-- SOURCE EXTRACT start --

I’ve been toying around more with machine learning — this time is not just about using someone else’s pre-trained model, but training models for a purpose that I already have in mind. The push to do this became stronger — and more feasible — because I was semi-forced to replace my aging MacBook Pro vintage 2013 to a more recent model. Long story short, I’ve bought a 2018 mid-range model with an AMD 560X GPU (Graphics Processing Unit) and custom-order it to max-out its memory configuration. Yes, finally I got a real Touch Bar – but let’s save the story of the highs and lows of those touch-screen function keys for another post.
One major worry of doing machine learning on a laptop is that the machine would get really hot for a prolonged amount of time. Training a machine learning model means that the machine would need to do complex computations for few hours and sometimes overnight or more. This is somewhat of an abuse as far as laptops are concerned — being compact computing devices and not much room to dissipate heat.
Because of this I’ve been looking around to see whether it was worth while to buy a laptop cooler with built-in fans. My big objection is the bulky-ness of these gadgets – typically being larger than the laptops that they are supposed to cool. Being bulky means that it won’t travel with me, hence I won’t be able to do these heavy computations when I’m not at my home-office. Curious I’ve done a few web searches to confirm or deny this.
It turns out, yes, these external fans helps lower down the temperatures a bit. However there was no noticeable increase in performance — notably gaming performance, in which many of these laptop coolers are targeted towards. Moreover the general opinions are to just rely on the laptop’s own cooling system and ensure that it is working in optimal conditions. Should unit was made by a respectable company, their engineers should have tested these thermal factors beforehand and design the cooling system appropriately to match the laptop’s heat dissipation requirements. Hence it boils down to merely ensuring that the built-in fans are able to exchange air properly.
I ended up deciding on a laptop stand instead of a full-blown external cooling system. This allows the laptop to stand on an angle instead of lying flat on the table. These gadgets are mainly meant for ergonomics reasons to bring the display closer to eye level. Since MacBook Pro’s exhausts are located at the display hinge, using a laptop riser would provide more room for heated air to move away from the unit as the built-in fan blows it out. True enough, with a laptop riser the MacBook Pro’s internals managed to stay below 60° Celcius even when the GPU is running full-load overnight. Of course that was measured in a room with the air conditioner set at a comfortable level of 27° Celsius for sleeping (yes, my MacBook Pro was hard at work while its master is sleeping nearby).
As for the actual product, I used Ringke laptop stand — a velcro-based “legs” glued to the laptop that can rise it to varying degrees. When fully folded, it becomes extra paddings that provides about 4mm distance between the bottom of the laptop to the desk. Being glued and made of mostly cloth and plastic, it doesn’t add much bulk nor weight to the unit — hence doesn’t hinder portability. However one big shortcoming is that it makes the laptop a bit “shaky” when typed on with full-force — but not a big deal with the 2018 MacBook “butterfly” keyboard that doesn’t require (or want) much pressure to be typed on anyway.

-- SOURCE EXTRACT end --
-- EXTRACTED RECORDS start --

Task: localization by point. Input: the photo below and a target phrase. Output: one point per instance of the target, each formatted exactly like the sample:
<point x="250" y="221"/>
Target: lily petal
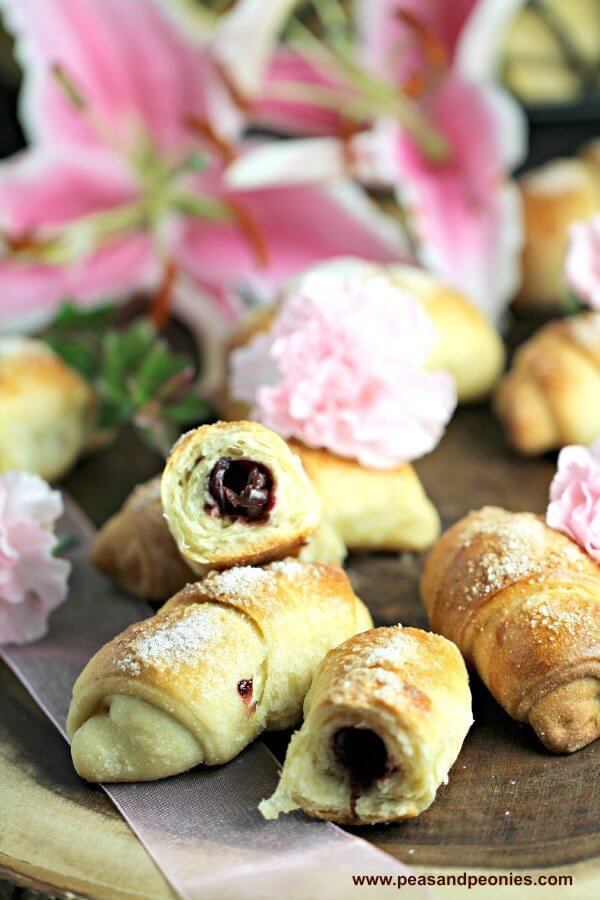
<point x="31" y="293"/>
<point x="465" y="215"/>
<point x="290" y="99"/>
<point x="245" y="40"/>
<point x="300" y="226"/>
<point x="40" y="188"/>
<point x="126" y="60"/>
<point x="388" y="41"/>
<point x="479" y="50"/>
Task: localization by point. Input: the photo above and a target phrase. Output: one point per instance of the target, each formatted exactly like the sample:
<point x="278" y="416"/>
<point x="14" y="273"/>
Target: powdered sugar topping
<point x="172" y="641"/>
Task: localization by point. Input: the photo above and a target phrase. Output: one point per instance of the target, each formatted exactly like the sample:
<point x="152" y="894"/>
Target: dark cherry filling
<point x="363" y="754"/>
<point x="241" y="489"/>
<point x="245" y="690"/>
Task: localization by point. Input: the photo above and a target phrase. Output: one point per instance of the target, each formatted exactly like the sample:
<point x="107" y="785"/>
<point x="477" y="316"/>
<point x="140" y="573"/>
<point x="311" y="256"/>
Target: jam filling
<point x="245" y="690"/>
<point x="241" y="489"/>
<point x="364" y="756"/>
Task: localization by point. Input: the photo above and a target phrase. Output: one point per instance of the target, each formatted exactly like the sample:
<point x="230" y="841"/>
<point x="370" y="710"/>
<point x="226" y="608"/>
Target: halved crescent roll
<point x="522" y="602"/>
<point x="223" y="660"/>
<point x="136" y="549"/>
<point x="234" y="493"/>
<point x="371" y="509"/>
<point x="385" y="719"/>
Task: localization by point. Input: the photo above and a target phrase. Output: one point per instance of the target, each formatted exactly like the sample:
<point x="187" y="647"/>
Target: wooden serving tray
<point x="509" y="804"/>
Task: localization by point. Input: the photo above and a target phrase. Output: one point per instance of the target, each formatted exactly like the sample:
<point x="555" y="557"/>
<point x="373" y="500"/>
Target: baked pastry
<point x="234" y="493"/>
<point x="469" y="347"/>
<point x="136" y="549"/>
<point x="46" y="409"/>
<point x="554" y="196"/>
<point x="385" y="719"/>
<point x="522" y="602"/>
<point x="371" y="509"/>
<point x="224" y="660"/>
<point x="551" y="395"/>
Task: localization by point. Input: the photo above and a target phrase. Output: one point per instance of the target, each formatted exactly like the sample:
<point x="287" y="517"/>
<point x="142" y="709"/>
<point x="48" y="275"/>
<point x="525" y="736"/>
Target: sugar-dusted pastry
<point x="136" y="549"/>
<point x="522" y="602"/>
<point x="371" y="509"/>
<point x="467" y="345"/>
<point x="224" y="660"/>
<point x="385" y="719"/>
<point x="234" y="493"/>
<point x="46" y="409"/>
<point x="551" y="395"/>
<point x="555" y="196"/>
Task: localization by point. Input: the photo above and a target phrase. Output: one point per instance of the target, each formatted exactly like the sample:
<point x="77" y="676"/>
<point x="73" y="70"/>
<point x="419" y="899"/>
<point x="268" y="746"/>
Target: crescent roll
<point x="136" y="549"/>
<point x="522" y="602"/>
<point x="385" y="720"/>
<point x="46" y="409"/>
<point x="371" y="509"/>
<point x="468" y="346"/>
<point x="554" y="196"/>
<point x="551" y="395"/>
<point x="224" y="660"/>
<point x="234" y="493"/>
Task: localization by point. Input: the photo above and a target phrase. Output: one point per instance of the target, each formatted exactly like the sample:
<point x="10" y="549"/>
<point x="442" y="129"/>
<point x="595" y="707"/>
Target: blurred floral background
<point x="183" y="159"/>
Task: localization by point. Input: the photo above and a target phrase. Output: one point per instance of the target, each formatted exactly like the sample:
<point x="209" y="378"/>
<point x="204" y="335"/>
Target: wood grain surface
<point x="509" y="803"/>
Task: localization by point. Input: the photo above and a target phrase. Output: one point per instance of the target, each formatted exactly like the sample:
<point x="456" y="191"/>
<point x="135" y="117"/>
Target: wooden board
<point x="509" y="804"/>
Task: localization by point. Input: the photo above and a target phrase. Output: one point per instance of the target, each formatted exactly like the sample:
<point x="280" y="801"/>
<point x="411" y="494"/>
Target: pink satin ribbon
<point x="202" y="828"/>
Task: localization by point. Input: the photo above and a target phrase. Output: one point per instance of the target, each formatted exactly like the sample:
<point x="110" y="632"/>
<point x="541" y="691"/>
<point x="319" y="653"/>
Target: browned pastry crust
<point x="222" y="661"/>
<point x="522" y="602"/>
<point x="385" y="719"/>
<point x="371" y="509"/>
<point x="136" y="549"/>
<point x="551" y="395"/>
<point x="212" y="534"/>
<point x="554" y="196"/>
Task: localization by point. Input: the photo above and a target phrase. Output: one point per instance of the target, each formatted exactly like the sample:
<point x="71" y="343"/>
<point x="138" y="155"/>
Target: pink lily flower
<point x="402" y="110"/>
<point x="122" y="188"/>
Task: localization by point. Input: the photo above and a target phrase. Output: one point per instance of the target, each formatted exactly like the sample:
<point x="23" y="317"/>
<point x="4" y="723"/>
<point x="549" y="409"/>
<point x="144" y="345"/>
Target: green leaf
<point x="159" y="366"/>
<point x="78" y="356"/>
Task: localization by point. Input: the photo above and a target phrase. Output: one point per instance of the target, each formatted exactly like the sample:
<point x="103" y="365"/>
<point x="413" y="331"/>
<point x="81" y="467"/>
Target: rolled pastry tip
<point x="46" y="409"/>
<point x="371" y="509"/>
<point x="233" y="493"/>
<point x="136" y="549"/>
<point x="224" y="660"/>
<point x="522" y="602"/>
<point x="385" y="720"/>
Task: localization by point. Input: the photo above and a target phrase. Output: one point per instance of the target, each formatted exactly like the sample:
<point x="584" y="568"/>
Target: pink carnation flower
<point x="32" y="581"/>
<point x="583" y="261"/>
<point x="342" y="368"/>
<point x="574" y="506"/>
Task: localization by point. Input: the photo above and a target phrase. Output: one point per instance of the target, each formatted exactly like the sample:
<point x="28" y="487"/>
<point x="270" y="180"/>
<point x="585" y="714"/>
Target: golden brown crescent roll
<point x="468" y="346"/>
<point x="385" y="719"/>
<point x="522" y="602"/>
<point x="136" y="549"/>
<point x="551" y="395"/>
<point x="554" y="196"/>
<point x="46" y="409"/>
<point x="224" y="660"/>
<point x="234" y="493"/>
<point x="371" y="509"/>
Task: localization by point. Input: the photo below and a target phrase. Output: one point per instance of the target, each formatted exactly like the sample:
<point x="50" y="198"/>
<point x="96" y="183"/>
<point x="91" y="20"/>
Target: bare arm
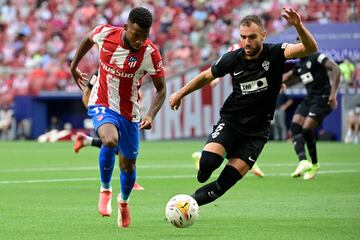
<point x="288" y="76"/>
<point x="80" y="77"/>
<point x="196" y="83"/>
<point x="334" y="75"/>
<point x="307" y="45"/>
<point x="156" y="104"/>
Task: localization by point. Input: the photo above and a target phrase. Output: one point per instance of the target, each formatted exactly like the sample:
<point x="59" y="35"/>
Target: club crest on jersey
<point x="308" y="64"/>
<point x="132" y="61"/>
<point x="257" y="85"/>
<point x="266" y="65"/>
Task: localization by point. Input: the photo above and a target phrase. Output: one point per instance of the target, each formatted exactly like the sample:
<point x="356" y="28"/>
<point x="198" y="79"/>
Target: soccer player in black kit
<point x="243" y="129"/>
<point x="317" y="104"/>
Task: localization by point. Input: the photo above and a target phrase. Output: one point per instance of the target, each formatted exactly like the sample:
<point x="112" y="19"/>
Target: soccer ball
<point x="182" y="211"/>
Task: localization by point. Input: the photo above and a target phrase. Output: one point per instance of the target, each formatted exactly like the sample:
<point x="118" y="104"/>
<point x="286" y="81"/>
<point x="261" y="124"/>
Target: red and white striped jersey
<point x="121" y="71"/>
<point x="234" y="47"/>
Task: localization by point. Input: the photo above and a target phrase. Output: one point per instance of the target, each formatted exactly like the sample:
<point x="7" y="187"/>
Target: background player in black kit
<point x="243" y="129"/>
<point x="318" y="103"/>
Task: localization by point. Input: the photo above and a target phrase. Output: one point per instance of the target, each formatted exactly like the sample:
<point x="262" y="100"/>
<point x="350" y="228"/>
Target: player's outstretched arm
<point x="80" y="77"/>
<point x="307" y="45"/>
<point x="196" y="83"/>
<point x="156" y="103"/>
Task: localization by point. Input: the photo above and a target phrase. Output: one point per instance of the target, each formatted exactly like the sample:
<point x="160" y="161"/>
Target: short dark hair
<point x="141" y="16"/>
<point x="252" y="19"/>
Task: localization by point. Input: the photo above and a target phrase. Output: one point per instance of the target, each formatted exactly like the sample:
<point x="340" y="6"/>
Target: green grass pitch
<point x="48" y="192"/>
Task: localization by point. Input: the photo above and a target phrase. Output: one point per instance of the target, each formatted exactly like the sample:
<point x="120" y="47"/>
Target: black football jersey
<point x="313" y="74"/>
<point x="256" y="84"/>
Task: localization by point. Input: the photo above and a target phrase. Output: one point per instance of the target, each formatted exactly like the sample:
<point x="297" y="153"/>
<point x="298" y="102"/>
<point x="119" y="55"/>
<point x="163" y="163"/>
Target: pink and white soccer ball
<point x="182" y="211"/>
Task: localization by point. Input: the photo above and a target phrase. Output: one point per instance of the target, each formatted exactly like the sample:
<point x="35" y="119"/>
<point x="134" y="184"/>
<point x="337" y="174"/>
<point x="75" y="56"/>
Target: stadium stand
<point x="38" y="38"/>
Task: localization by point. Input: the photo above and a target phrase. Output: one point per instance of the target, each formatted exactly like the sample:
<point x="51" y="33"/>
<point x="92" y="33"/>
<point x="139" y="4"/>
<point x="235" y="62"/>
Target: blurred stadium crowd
<point x="38" y="38"/>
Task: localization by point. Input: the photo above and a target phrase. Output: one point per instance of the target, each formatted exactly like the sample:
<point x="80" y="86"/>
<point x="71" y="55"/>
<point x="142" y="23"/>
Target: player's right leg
<point x="129" y="148"/>
<point x="109" y="136"/>
<point x="105" y="124"/>
<point x="242" y="157"/>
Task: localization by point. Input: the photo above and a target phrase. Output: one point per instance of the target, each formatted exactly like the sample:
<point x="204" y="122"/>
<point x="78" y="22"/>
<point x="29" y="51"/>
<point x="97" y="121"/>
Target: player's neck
<point x="247" y="57"/>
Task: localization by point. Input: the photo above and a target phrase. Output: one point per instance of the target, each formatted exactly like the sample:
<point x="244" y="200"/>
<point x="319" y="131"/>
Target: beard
<point x="253" y="51"/>
<point x="127" y="43"/>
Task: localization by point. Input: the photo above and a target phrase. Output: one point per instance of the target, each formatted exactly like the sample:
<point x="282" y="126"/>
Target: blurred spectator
<point x="353" y="125"/>
<point x="7" y="123"/>
<point x="39" y="37"/>
<point x="347" y="70"/>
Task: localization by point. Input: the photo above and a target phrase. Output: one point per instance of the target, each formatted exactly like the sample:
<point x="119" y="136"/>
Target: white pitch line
<point x="152" y="166"/>
<point x="160" y="177"/>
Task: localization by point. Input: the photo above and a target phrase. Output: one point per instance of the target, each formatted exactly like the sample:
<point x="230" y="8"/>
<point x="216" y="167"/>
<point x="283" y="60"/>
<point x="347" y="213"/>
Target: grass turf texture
<point x="48" y="192"/>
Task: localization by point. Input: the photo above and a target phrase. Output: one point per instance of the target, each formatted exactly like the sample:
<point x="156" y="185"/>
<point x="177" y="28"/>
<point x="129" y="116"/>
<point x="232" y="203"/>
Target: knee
<point x="295" y="129"/>
<point x="109" y="141"/>
<point x="308" y="133"/>
<point x="210" y="161"/>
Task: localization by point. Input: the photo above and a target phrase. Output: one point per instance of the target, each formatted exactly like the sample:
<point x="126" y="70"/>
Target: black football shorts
<point x="237" y="145"/>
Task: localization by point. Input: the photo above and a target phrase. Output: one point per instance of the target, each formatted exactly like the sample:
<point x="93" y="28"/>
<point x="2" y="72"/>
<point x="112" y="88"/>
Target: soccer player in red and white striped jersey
<point x="126" y="55"/>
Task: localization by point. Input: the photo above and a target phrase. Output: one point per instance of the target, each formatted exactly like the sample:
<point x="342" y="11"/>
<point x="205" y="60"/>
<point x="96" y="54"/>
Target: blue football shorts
<point x="129" y="133"/>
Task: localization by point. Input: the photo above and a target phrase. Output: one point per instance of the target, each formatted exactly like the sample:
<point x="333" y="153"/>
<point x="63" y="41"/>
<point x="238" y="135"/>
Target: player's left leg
<point x="127" y="181"/>
<point x="129" y="148"/>
<point x="236" y="168"/>
<point x="255" y="169"/>
<point x="83" y="140"/>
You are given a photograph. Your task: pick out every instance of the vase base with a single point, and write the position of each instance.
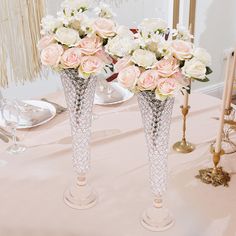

-- EXTRACTED RECORDS end --

STATED TASK 1 -> In the laptop cooling post, reproduce everything from "It turns out, yes, these" down to "exchange air properly.", substituting "cooling pads" for "external fans".
STATED TASK 2 -> Name every temperature or distance measurement in the laptop cooling post, and say what each one refers to.
STATED TASK 3 -> According to the laptop cooling post, where are the MacBook Pro's exhausts located?

WORKED ANSWER 1 ->
It turns out, yes, these cooling pads helps lower down the temperatures a bit. However there was no noticeable increase in performance — notably gaming performance, in which many of these laptop coolers are targeted towards. Moreover the general opinions are to just rely on the laptop’s own cooling system and ensure that it is working in optimal conditions. Should unit was made by a respectable company, their engineers should have tested these thermal factors beforehand and design the cooling system appropriately to match the laptop’s heat dissipation requirements. Hence it boils down to merely ensuring that the built-in fans are able to exchange air properly.

WORKED ANSWER 2 ->
- Below 60 degrees Celsius: the MacBook Pro's internal temperature with the laptop riser while the GPU ran at full load overnight
- 27 degrees Celsius: the air conditioner setting in the room
- About 4mm: the distance between the bottom of the laptop and the desk when the stand is fully folded

WORKED ANSWER 3 -> At the display hinge.